To gain back usability as a notebook without compromising the other usecases, we
split the logic that used to be in `main()` in multiple statements guarded by
`if __name__ == "__main__"` at the end of the cell that defines the relevant
function (since each of these guarded statement defines some variable, we
actually need `or TYPE_CHECKING` to ensure they are visible to the typechecker).
diff --git a/tests/ekfac_tests/compute_ekfac_ground_truth.py b/tests/ekfac_tests/compute_ekfac_ground_truth.py
@@ -1,3 +1,8 @@
+# %%
+# %load_ext autoreload
+# %autoreload 2
+
+# %%
 """Compute EKFAC ground truth for testing.
 
 This script computes ground truth covariance matrices, eigenvectors, and eigenvalue
@@ -6,11 +11,13 @@
 """
 
 import argparse
+import builtins
 import gc
 import json
 import os
+import sys
 from dataclasses import asdict
-from typing import Any, Optional
+from typing import TYPE_CHECKING, Any, Optional
 
 import torch
 import torch.distributed as dist
@@ -26,11 +33,15 @@
 from tqdm import tqdm
 from transformers import AutoModelForCausalLM, AutoTokenizer, BitsAndBytesConfig, PreTrainedModel
 
-from bergson.data import DataConfig, IndexConfig, pad_and_tensor, tokenize
+from bergson.data import DataConfig, IndexConfig, Precision, pad_and_tensor, tokenize
 from bergson.hessians.utils import TensorDict
 from bergson.utils import assert_type
 
+# %% [markdown]
+# ## -1. Helper functions
 
+
+# %%
 def allocate_batches_test(doc_lengths: list[int], N: int, workers: Optional[int] = None) -> list[list[list[int]]]:
     """
     Modification of allocate_batches to return a flat list of batches for testing.
@@ -119,6 +130,7 @@ def allocate_batches_test(doc_lengths: list[int], N: int, workers: Optional[int]
     return allocation
 
 
+# %%
 def compute_covariance(
     rank: int,
     model: PreTrainedModel,
@@ -217,41 +229,67 @@ def compute_eigenvalue_correction_amortized(
     return {"total_processed_rank": total_processed}
 
 
-def main():
-    """Main function to compute EKFAC ground truth."""
-    parser = argparse.ArgumentParser(description="Compute EKFAC ground truth for testing")
-    parser.add_argument(
-        "--precision",
-        type=str,
-        default="fp32",
-        choices=["fp32", "fp16", "bf16", "int4", "int8"],
-        help="Model precision (default: fp32)",
-    )
-    parser.add_argument(
-        "-o",
-        "--output-dir",
-        type=str,
-        default=None,
-        help="Output directory for ground truth results (default: test_files/pile_100_examples/ground_truth)",
-    )
-    args = parser.parse_args()
+# %% [markdown]
+# ## 0. Hyperparameters
+
+
+# %%
+def parse_config() -> tuple[Precision, Optional[str]]:
+    """Parse command-line arguments or return defaults."""

TO BE DONE = In the EKFAC notebook change, revise the part from "To gain back" to "truth for testing.", putting "convenience" in place of "usability". None of the material is needed.

SUPPLIED RECORDS =
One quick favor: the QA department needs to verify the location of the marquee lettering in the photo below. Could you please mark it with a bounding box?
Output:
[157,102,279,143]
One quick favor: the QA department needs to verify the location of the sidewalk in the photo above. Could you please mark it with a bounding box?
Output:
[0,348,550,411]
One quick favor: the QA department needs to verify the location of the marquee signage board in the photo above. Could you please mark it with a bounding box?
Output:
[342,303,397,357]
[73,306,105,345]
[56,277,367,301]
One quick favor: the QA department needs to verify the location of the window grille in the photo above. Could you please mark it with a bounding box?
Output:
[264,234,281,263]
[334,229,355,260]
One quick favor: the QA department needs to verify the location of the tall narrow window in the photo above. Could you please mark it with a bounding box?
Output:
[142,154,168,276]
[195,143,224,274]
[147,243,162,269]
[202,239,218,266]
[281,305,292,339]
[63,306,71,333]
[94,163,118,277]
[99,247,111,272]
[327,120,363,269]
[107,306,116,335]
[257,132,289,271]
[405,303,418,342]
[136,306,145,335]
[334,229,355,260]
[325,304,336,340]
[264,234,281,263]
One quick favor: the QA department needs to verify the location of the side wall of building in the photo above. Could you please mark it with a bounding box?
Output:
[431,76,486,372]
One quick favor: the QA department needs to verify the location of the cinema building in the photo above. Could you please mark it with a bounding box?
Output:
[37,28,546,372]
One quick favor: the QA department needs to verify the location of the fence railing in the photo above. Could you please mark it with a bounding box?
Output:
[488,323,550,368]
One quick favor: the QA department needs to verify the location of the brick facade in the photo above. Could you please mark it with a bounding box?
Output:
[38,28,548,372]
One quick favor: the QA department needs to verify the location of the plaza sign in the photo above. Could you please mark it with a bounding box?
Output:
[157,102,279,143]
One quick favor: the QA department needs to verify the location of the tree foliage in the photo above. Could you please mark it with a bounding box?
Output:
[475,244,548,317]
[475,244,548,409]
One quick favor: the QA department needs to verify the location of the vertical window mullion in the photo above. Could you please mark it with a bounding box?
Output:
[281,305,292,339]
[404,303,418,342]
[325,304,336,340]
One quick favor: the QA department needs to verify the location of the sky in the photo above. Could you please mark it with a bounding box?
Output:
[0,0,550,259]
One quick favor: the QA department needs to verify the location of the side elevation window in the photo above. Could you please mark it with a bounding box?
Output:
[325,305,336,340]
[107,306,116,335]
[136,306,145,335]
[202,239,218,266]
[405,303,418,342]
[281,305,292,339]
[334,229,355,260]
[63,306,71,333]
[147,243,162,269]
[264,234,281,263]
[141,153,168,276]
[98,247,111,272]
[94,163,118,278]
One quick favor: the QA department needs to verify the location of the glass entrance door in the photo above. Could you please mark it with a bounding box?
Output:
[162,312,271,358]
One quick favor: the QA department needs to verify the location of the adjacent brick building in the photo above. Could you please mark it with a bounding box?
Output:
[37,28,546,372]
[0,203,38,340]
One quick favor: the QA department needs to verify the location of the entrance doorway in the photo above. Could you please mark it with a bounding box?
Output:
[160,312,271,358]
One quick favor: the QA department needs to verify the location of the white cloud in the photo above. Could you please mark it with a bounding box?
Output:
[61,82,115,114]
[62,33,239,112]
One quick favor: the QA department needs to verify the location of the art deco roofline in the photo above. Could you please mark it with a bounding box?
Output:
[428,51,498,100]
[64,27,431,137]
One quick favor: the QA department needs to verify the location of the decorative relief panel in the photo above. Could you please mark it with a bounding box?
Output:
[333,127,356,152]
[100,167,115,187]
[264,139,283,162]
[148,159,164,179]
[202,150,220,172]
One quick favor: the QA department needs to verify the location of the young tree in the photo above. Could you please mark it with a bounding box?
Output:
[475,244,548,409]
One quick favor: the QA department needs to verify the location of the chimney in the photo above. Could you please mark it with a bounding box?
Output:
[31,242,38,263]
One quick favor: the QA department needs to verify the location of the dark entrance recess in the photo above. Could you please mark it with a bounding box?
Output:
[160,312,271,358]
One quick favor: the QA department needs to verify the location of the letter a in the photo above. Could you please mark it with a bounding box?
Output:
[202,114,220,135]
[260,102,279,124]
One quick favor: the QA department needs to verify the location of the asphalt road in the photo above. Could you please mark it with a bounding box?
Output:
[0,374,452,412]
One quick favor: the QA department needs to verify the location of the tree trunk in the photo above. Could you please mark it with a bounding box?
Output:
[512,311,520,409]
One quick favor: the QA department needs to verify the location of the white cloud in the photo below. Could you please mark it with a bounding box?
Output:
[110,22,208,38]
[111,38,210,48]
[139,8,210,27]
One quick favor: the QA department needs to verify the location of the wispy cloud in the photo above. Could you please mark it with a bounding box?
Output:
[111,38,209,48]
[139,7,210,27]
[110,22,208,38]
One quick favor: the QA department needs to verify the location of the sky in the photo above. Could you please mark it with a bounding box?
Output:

RESPONSE TO THE EXERCISE =
To gain back convenience as a notebook without compromising the other usecases, we
split the logic that used to be in `main()` in multiple statements guarded by
`if __name__ == "__main__"` at the end of the cell that defines the relevant
function (since each of these guarded statement defines some variable, we
actually need `or TYPE_CHECKING` to ensure they are visible to the typechecker).
diff --git a/tests/ekfac_tests/compute_ekfac_ground_truth.py b/tests/ekfac_tests/compute_ekfac_ground_truth.py
@@ -1,3 +1,8 @@
+# %%
+# %load_ext autoreload
+# %autoreload 2
+
+# %%
 """Compute EKFAC ground truth for testing.